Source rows
----------------------------------------

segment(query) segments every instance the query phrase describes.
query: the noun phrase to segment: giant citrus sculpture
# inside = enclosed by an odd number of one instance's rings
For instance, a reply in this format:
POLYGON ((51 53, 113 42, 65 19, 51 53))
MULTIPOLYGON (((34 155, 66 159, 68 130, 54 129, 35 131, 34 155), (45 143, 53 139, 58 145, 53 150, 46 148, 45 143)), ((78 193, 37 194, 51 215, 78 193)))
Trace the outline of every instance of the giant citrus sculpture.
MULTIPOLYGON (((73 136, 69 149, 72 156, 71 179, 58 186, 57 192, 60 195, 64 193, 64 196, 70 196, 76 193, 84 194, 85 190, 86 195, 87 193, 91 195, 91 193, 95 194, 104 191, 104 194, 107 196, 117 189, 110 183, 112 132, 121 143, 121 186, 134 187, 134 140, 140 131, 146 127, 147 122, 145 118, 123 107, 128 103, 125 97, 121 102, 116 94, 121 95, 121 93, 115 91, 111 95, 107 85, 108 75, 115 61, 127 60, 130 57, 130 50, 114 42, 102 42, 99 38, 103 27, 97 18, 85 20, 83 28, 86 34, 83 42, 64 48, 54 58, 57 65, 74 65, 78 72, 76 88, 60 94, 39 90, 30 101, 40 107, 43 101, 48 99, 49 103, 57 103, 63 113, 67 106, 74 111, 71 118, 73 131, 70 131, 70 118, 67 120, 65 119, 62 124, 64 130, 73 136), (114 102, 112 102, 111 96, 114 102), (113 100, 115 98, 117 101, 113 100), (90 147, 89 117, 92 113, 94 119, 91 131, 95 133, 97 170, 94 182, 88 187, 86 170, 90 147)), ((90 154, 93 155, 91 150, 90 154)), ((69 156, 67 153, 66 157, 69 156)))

----------------------------------------

WHAT IS REQUIRED
Turn every line of the rows above into a numbered list, leaving out any blank lines.

WRITTEN RESPONSE
1. segment(query) segments every instance the query phrase describes.
2. query: the noun phrase to segment: giant citrus sculpture
3. # inside = enclosed by an odd number of one instance's rings
4. For instance, a reply in this format:
5. POLYGON ((51 53, 113 42, 65 19, 51 53))
6. MULTIPOLYGON (((34 155, 66 159, 68 130, 54 129, 35 131, 34 155), (45 143, 53 139, 58 145, 53 150, 46 148, 45 143)), ((78 193, 37 194, 51 215, 78 193)))
7. Trace the outline of every instance of the giant citrus sculpture.
8. MULTIPOLYGON (((73 136, 69 149, 72 156, 71 179, 58 186, 57 192, 60 195, 64 193, 64 196, 70 196, 76 193, 84 194, 85 190, 86 195, 87 193, 91 195, 91 193, 95 194, 104 191, 104 194, 107 196, 117 189, 110 183, 112 132, 121 143, 121 186, 134 187, 134 140, 140 131, 146 127, 147 122, 145 118, 123 107, 128 103, 125 97, 121 102, 116 94, 121 95, 121 93, 115 91, 111 95, 107 85, 108 75, 115 61, 127 60, 130 57, 130 50, 114 42, 102 42, 99 38, 103 27, 97 18, 85 20, 83 28, 86 34, 83 42, 64 48, 54 58, 57 65, 74 65, 78 72, 76 88, 60 94, 39 90, 30 101, 40 107, 43 101, 48 99, 49 103, 57 103, 63 113, 67 106, 74 111, 71 118, 73 131, 70 131, 70 118, 67 120, 65 119, 62 124, 64 130, 73 136), (114 102, 112 102, 111 96, 114 102), (113 100, 115 98, 117 101, 113 100), (90 147, 89 117, 92 113, 94 119, 91 131, 95 133, 97 170, 94 182, 88 187, 86 170, 90 147)), ((90 154, 93 155, 91 150, 90 154)), ((69 156, 67 153, 66 157, 69 156)))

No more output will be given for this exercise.